_Exercise aim_:
Arrange the records as a Markdown table with the columns Row and Line, starting at the beginning of the records and ending with the line that contains "M 111 100 L", both ends included. Number each line in Row, put its text in Line, and skip any blank lines.
********
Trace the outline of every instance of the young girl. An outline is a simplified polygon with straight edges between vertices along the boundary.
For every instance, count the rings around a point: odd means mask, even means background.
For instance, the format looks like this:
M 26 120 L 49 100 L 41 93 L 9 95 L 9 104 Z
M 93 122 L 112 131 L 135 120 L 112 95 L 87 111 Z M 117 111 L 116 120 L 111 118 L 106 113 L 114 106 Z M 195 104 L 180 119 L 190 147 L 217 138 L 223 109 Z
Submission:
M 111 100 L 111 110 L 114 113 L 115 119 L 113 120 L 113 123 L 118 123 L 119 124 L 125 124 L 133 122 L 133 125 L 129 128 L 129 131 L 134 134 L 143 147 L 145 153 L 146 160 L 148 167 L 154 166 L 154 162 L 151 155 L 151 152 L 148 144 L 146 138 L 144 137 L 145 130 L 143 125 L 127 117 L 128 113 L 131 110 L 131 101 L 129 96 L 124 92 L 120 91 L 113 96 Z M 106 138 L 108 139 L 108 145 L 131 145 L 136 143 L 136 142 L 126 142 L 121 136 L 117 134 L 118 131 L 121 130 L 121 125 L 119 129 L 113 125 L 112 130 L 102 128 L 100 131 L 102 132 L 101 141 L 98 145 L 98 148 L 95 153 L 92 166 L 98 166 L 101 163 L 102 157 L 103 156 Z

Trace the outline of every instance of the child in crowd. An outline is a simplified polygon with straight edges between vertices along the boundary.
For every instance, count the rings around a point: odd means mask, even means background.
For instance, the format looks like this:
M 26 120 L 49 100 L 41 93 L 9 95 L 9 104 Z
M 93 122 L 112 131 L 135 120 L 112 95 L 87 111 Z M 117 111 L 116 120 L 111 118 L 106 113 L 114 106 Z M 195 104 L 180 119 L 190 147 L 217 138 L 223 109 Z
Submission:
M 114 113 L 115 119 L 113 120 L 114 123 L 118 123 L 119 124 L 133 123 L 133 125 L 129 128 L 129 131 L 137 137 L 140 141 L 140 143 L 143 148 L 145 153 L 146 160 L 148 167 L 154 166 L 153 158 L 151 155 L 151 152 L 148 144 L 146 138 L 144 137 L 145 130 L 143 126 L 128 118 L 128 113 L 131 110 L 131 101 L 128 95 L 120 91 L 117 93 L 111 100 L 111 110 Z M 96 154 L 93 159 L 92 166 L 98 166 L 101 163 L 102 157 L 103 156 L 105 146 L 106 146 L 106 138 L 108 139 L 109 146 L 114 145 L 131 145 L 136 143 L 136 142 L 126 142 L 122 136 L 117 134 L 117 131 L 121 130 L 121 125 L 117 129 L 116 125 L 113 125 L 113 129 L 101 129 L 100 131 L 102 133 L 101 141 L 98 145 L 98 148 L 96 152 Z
********
_Full solution_:
| Row | Line |
|---|---|
| 1 | Trace the outline of every instance of the young girl. An outline is a simplified polygon with straight edges between vertices along the boundary. |
| 2 | For every instance, count the rings around a point: odd means mask, even means background. |
| 3 | For instance, the format looks like this: |
| 4 | M 26 120 L 49 100 L 41 93 L 9 95 L 9 104 Z |
| 5 | M 93 122 L 112 131 L 135 120 L 112 95 L 87 111 Z M 117 111 L 116 120 L 111 118 L 106 113 L 114 106 Z M 195 104 L 180 119 L 190 147 L 217 138 L 223 109 Z |
| 6 | Submission: |
| 7 | M 111 100 L 111 110 L 114 113 L 115 119 L 113 120 L 113 123 L 118 123 L 119 124 L 125 124 L 133 122 L 133 125 L 129 128 L 129 131 L 134 134 L 143 147 L 145 153 L 146 160 L 148 167 L 154 166 L 154 162 L 151 155 L 151 152 L 148 144 L 146 138 L 144 137 L 145 130 L 143 125 L 127 117 L 128 113 L 131 110 L 131 101 L 129 96 L 124 92 L 120 91 L 113 96 Z M 106 138 L 108 139 L 108 145 L 131 145 L 136 143 L 136 142 L 126 142 L 121 136 L 117 134 L 118 131 L 121 130 L 121 125 L 119 129 L 113 125 L 112 130 L 102 128 L 100 131 L 102 132 L 101 141 L 98 145 L 98 148 L 95 153 L 92 166 L 98 166 L 101 163 L 102 157 L 103 156 Z |